Start of PASSAGE TO READ
I have an annoying compulsion to tell people all my problems. It's really bad with particular friends. So bad that once one friend was in hospital and I was still texting him with my problems. I know it's a compulsion because I feel an overwhelming need to do it and anxiety if I don't, which goes away when I tell someone, then I feel anxious that I am being selfish by telling them.
I think part of this is because I have a need for attention, and part is that I feel the need to confess things and that I'm lying if people ask how I am and I say I'm fine.
The reason for the current post is my friend A. She's been so great to me and I've been telling her all my problems. In the past when she's had problems she's told me she still wants me to be honest about how I'm feeling. But yesterday she told me that something had happened that has really upset her. She's going through hell and I still want to tell her my problems. I am stopping myself, but it's killing me. I want to do it so badly, I feel terrible anxiety. But I can't be selfish.
End of PASSAGE TO READ
* QUESTIONS TO ANSWER:
1. In the post about the urge to tell friends one's problems, how does the writer know it is a compulsion?
2. Pick up the post about the urge to tell friends one's problems after its final sentence and carry it on.
Start of GIVEN ENTRIES
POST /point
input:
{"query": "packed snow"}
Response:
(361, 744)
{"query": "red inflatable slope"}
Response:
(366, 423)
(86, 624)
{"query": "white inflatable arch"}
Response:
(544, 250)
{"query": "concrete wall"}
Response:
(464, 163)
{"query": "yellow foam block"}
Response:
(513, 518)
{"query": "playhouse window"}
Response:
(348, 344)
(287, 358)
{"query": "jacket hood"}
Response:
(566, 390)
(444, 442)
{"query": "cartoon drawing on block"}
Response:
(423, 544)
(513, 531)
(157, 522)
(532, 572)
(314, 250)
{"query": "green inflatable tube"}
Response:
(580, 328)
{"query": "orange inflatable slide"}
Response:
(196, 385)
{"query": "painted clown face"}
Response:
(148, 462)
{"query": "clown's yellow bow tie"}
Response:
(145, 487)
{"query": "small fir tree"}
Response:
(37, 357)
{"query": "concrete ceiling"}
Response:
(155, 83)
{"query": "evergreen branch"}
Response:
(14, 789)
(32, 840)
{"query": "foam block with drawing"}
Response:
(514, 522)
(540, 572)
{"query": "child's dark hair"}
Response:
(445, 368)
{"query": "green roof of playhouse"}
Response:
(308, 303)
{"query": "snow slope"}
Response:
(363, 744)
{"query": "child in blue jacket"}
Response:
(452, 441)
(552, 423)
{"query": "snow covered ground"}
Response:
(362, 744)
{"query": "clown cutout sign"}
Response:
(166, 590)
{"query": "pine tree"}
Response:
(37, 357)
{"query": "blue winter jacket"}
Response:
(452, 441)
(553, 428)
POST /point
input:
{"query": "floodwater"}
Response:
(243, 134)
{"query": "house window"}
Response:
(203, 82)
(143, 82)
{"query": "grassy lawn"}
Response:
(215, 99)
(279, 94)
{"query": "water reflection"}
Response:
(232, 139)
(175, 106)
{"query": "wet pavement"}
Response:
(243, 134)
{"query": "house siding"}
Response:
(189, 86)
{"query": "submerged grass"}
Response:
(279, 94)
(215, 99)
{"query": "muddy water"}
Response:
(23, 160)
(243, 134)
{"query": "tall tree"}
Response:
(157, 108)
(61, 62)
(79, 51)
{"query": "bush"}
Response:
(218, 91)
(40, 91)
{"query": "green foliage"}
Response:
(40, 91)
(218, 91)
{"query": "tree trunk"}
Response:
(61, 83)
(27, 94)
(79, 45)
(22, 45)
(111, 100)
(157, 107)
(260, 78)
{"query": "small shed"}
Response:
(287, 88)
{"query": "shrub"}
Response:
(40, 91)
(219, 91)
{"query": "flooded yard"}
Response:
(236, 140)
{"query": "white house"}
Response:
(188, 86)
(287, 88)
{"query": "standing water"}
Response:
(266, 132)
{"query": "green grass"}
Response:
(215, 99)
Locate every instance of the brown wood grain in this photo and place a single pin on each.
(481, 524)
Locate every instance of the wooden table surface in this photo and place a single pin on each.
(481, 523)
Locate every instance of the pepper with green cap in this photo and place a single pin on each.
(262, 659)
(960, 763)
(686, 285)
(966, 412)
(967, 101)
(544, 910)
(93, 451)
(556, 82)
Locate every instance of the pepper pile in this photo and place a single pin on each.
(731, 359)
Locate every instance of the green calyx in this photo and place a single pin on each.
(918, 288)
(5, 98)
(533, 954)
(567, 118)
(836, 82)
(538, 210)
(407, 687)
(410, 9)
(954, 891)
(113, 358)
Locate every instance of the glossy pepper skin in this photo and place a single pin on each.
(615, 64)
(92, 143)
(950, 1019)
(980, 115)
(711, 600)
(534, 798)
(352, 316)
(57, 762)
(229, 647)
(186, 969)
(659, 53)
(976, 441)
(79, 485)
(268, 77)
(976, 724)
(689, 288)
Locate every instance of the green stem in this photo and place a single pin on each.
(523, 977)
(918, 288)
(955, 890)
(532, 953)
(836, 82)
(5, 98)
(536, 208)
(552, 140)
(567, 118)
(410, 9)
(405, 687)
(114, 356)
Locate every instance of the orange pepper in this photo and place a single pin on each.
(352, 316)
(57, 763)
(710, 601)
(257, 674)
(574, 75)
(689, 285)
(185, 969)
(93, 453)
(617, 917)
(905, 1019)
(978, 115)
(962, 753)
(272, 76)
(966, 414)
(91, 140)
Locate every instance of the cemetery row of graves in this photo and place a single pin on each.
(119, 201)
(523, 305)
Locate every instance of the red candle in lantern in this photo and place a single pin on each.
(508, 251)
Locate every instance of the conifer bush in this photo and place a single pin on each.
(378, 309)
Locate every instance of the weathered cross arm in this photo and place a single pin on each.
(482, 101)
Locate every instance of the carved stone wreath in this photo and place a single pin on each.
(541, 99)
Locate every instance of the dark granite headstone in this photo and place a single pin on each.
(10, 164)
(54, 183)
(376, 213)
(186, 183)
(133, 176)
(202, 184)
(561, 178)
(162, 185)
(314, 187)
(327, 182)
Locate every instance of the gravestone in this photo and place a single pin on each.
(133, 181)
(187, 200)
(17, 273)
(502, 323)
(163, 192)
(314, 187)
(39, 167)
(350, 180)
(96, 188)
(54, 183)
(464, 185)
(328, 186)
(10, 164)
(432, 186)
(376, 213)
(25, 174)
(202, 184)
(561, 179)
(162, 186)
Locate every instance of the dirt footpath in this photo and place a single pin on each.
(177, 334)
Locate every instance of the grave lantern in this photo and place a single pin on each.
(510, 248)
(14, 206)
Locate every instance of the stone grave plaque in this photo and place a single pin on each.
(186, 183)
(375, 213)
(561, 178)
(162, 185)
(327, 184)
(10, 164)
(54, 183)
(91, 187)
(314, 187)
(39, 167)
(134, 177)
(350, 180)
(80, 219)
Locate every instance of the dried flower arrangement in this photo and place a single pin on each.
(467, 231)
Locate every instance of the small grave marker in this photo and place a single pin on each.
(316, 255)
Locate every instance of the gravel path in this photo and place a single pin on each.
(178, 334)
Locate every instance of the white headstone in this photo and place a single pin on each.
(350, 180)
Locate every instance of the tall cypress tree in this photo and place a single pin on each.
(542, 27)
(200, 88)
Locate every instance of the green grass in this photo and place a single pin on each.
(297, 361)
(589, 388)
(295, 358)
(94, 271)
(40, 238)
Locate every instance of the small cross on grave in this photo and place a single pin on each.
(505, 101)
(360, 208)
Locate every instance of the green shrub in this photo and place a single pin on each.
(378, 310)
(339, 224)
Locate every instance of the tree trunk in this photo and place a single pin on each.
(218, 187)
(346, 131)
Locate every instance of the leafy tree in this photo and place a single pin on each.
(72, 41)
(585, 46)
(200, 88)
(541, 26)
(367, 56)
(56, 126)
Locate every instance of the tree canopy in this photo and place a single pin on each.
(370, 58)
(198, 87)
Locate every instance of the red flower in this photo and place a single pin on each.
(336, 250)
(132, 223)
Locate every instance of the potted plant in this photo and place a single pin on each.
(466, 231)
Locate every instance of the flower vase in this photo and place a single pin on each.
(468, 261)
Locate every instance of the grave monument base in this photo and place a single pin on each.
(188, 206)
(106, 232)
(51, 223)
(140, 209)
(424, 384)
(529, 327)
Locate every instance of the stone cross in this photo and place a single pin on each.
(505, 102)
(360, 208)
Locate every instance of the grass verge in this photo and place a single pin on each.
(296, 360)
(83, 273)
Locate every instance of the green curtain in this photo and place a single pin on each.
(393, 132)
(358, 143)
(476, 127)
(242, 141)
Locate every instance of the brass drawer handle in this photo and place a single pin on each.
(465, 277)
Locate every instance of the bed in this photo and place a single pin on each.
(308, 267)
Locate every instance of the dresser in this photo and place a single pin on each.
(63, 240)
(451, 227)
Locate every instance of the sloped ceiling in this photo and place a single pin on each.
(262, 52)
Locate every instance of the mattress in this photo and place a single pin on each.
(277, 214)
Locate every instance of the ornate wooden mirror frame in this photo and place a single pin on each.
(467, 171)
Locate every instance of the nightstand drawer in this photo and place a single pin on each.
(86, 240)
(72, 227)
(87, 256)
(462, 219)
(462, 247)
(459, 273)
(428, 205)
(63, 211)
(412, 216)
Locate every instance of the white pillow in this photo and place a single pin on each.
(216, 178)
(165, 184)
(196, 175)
End of GIVEN ENTRIES
* RESPONSE LIST:
1. The writer feels an overwhelming need to do it and anxiety if they don't, which goes away once they tell someone.

2.
I am having a terrible time of it too, I went home from work sick yesterday because my mind is all over the place. Over the weekend my wife and I had a terrible argument about sex because of my compulsion to need sex from her and I was beating myself up about being selfish. When A told me what had happened to her I worried it's my fault just through knowing me. And felt selfish for telling her my problems. So I went home and self-harmed. I'm also continually anxious at work. Now if I get down to 100 unread emails I panic and avoid answering them in case I run out. People have emailed me and need replies and I am too scared to reply.
I want to tell A all this but I know if I do I am the most selfish person in the world, but the urge to tell her is overwhelming. I've told another friend but I feel like I need to tell A too. But I am a terrible, terrible person and constantly feeling like hurting myself to punish myself.